● Your objective
All of the records below are to be given again word for word, with the pictures removed.

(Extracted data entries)
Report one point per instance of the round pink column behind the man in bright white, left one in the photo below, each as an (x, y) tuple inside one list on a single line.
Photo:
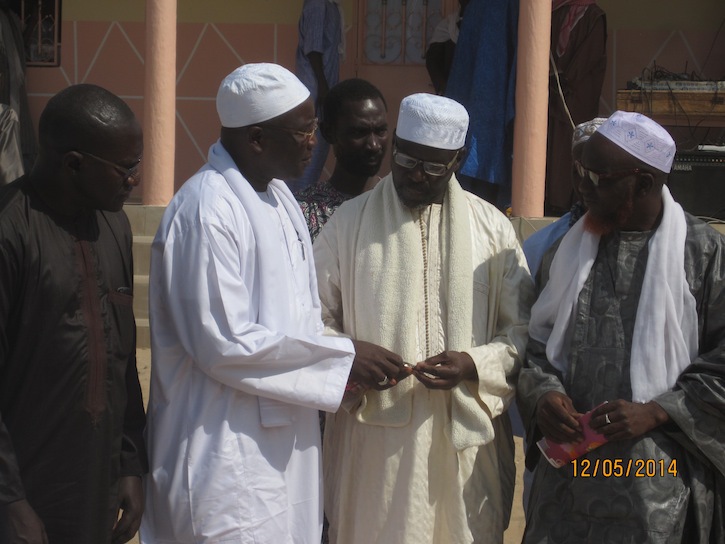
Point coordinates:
[(160, 102)]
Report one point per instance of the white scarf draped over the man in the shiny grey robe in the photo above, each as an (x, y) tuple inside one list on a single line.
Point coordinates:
[(665, 337)]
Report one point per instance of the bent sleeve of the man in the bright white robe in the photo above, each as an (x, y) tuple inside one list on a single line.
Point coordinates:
[(207, 277)]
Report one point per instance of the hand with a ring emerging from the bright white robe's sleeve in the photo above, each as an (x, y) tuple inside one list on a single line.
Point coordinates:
[(376, 367)]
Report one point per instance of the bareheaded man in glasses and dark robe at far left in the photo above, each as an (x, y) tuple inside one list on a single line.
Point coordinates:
[(71, 412)]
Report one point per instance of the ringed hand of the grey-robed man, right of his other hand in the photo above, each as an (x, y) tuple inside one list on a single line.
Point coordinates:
[(620, 419)]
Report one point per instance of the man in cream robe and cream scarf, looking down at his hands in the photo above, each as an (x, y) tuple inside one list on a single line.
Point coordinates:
[(437, 276)]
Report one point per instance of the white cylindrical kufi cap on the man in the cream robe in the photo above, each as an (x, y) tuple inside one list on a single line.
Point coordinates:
[(432, 120)]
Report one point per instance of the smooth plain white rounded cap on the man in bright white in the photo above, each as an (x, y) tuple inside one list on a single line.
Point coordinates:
[(254, 93)]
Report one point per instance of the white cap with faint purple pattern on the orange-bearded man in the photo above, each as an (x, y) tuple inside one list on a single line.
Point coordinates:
[(641, 137)]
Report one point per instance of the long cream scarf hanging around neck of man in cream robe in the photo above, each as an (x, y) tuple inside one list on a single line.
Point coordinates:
[(388, 290)]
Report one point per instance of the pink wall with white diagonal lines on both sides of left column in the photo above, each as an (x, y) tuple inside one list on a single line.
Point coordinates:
[(111, 54)]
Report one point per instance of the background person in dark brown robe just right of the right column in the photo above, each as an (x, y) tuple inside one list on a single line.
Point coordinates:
[(578, 51)]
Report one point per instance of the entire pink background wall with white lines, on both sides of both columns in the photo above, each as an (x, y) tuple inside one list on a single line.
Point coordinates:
[(110, 54)]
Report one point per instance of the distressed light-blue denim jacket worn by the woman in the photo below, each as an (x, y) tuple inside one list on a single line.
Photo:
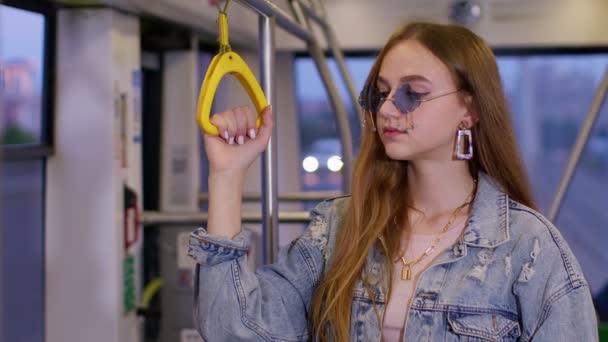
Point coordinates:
[(510, 277)]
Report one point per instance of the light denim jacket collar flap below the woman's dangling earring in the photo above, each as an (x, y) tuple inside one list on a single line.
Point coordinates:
[(488, 225)]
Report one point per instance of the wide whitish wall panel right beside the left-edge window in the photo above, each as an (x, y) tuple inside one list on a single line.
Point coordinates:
[(84, 225)]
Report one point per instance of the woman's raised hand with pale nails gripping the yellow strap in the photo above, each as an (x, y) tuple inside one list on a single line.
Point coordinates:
[(240, 142)]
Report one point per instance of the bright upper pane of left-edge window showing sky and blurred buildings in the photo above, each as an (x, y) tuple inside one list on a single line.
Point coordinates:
[(22, 39)]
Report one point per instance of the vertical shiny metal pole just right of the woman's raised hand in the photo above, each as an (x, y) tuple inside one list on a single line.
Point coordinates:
[(269, 158)]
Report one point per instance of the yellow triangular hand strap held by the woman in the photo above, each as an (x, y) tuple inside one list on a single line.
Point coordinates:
[(226, 61)]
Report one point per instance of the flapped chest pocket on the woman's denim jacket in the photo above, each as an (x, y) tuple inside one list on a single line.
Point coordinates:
[(481, 327)]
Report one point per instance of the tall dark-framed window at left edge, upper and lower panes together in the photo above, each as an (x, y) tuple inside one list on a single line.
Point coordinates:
[(26, 38)]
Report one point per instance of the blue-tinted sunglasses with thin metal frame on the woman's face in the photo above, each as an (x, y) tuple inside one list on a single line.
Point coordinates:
[(405, 99)]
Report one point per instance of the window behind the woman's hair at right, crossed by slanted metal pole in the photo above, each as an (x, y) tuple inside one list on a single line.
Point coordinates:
[(550, 96)]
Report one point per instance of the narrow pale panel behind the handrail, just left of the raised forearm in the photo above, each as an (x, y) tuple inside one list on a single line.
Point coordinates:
[(180, 184)]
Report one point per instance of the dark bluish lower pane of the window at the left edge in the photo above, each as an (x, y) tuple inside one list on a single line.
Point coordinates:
[(22, 250)]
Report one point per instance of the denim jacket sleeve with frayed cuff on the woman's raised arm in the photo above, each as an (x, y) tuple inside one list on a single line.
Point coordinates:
[(232, 303)]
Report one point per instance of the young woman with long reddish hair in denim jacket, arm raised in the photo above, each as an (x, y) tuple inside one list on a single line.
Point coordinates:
[(439, 240)]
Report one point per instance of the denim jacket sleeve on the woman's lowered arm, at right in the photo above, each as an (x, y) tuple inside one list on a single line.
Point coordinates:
[(556, 299)]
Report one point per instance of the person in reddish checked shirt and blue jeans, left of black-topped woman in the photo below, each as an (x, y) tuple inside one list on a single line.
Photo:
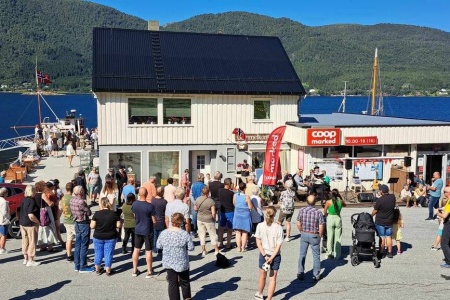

● The answer
Report one point per instance of the round pink column behind the man in bright white, left one in the photo below, each as an (x, y) tuple inside one list on a single line.
Photo:
Point coordinates:
[(160, 102)]
Report one point per instance of the white scarf draped over the man in the shiny grey robe in the photo above, each as an (x, y) tuple inside one list on a single line.
Point coordinates:
[(665, 337)]
Report one point per instance of the bent sleeve of the man in the bright white robe in the photo above, each as an (x, y) tuple inside one list on a single line.
Point coordinates:
[(207, 277)]
Report one point per instance of the hand with a ring emerging from the bright white robe's sleeve in the photo above, each as an (x, y) tuple inside one list on a single line.
Point coordinates:
[(376, 367)]
Report one point per instance of the bareheaded man in glasses and dark robe at far left in the photo above, each as an (x, y) tuple inside one list on a single line.
Point coordinates:
[(71, 412)]
Report one point per instance of the ringed hand of the grey-robed man, right of his other hand in the photo above, each as an (x, y) tuple inside one list on a single line.
Point coordinates:
[(620, 419)]
Report one point per instance of the man in cream robe and cream scarf, looking down at his hands in the photo above, each as an (x, y) tuple inside one list on a single line.
Point coordinates:
[(437, 276)]
Report one point per instance of the white cylindrical kufi cap on the man in the cream robe in the photo above, each as an (x, y) tuple inside one list on a single line.
Point coordinates:
[(432, 120)]
Report one point per instance of the smooth plain white rounded cap on the man in bright white in the photo above, each as an (x, y) tuple inside one list on a single line.
Point coordinates:
[(254, 93)]
Report one point per instance of the white cap with faint purple pattern on the orange-bearded man in the photo above, each as an (x, y) tuple inside one list on a single line.
Point coordinates:
[(641, 137)]
Report one point per instance of the long cream scarf hanging around neck of man in cream robe in the photo above, each as an (x, y) tuple inside one list on a single line.
Point coordinates:
[(388, 290)]
Report one point per instance of the pink wall with white diagonal lines on both sides of left column in the photo above, each as an (x, y) tuple inside one list on a single line.
Point coordinates:
[(111, 54)]
Report one point per instance of the background person in dark brown robe just right of the right column in the photo above, each as an (x, y) tuple inside one list on a single line.
Point coordinates:
[(578, 51)]
Report one point per instance of the entire pink background wall with white lines, on both sides of both columns in the photo above, each as an (x, y) tuple inside one list on a single line.
Point coordinates:
[(110, 54)]
Report one point per instance of the distressed light-blue denim jacket worn by the woman in the photo below, each as an (x, y) tuple inside one list on a single line.
Photo:
Point coordinates:
[(510, 277)]
Report one point per instance of the light denim jacket collar flap below the woman's dangling earring in the photo above, each as an (x, y) tuple inside one list on a single line.
Point coordinates:
[(488, 225)]
Report one point per instance of the wide whitish wall panel right beside the left-edge window in the photo above, each as an (x, y) tuple inside one list on a single line.
Point coordinates:
[(84, 225)]
Report one point per instance of the woman's raised hand with pale nails gripping the yellow strap in the photo above, each as an (x, y) tuple inside one list on a single line.
Point coordinates:
[(240, 142)]
Report one point per instance of the bright upper pane of left-edge window showing sky and blurred buildings in the photo above, each as an (x, y) tuple inside one list on a single line.
Point coordinates:
[(22, 39)]
Report one point per instance of the vertical shiny metal pole just right of the woman's raised hand in the photo above, each as an (x, y) tuple inside one list on a single line.
Point coordinates:
[(269, 158)]
Report one point per instance of the yellow triangular hand strap held by the woman in the photo above, each as an (x, y) tuple inside one list on a single line.
Point coordinates:
[(226, 61)]
Report one point per instance of the flapped chest pocket on the woman's denim jacket in the photo above, each as an (x, y) tuple inside one list on a single line.
Point coordinates:
[(481, 327)]
Report one point per instance of the tall dark-framed window at left edge, upper and lower panes together in the photo above, each as an (x, y) tuple inside one list on a single line.
Point coordinates:
[(26, 38)]
Report one point per instance of the blue-tinted sunglasses with thin metal frame on the woman's face in the photo above, each as an (x, y) tuple inside one list on a single line.
Point coordinates:
[(405, 99)]
Report one point per instance of the window behind the woman's hair at right, crossed by slanted metal pole in the photo above, each as an (x, y) tuple inside one list on a single line.
Point coordinates:
[(550, 96)]
Report one point per instance of the narrow pale panel behind the handrail, just left of the raised forearm in the photo above, each as an (x, y) tuple inside one list on a single line.
Point coordinates:
[(180, 184)]
Report one point per instance of the dark bluish lower pane of the window at the left edge in the photo above, each as an (x, y) tuple inside one list on a single line.
Point coordinates:
[(22, 250)]
Report one point per instance of the denim jacket sleeve with frayed cuff on the woman's raised arm in the photo above, each as an (x, y) tuple inside one list on a single line.
Point coordinates:
[(232, 303)]
Report one point per instance of the young woman with long reddish hair in denim jacket, arm raised in the photo above, each as an (x, y) tuple inside one list on a single line.
Point coordinates:
[(439, 240)]
Report one point per instance of the denim jacket sleeve on the woman's lowered arm, at right in the photo above, each as an (x, y) tuple inside one list on a single line.
Point coordinates:
[(556, 299)]
Report one point per instance of the person in reddish checked shirt and blue jeans, left of black-topped woman in the photo below, each as an (x, y) tuple inside one list on a single line.
Photo:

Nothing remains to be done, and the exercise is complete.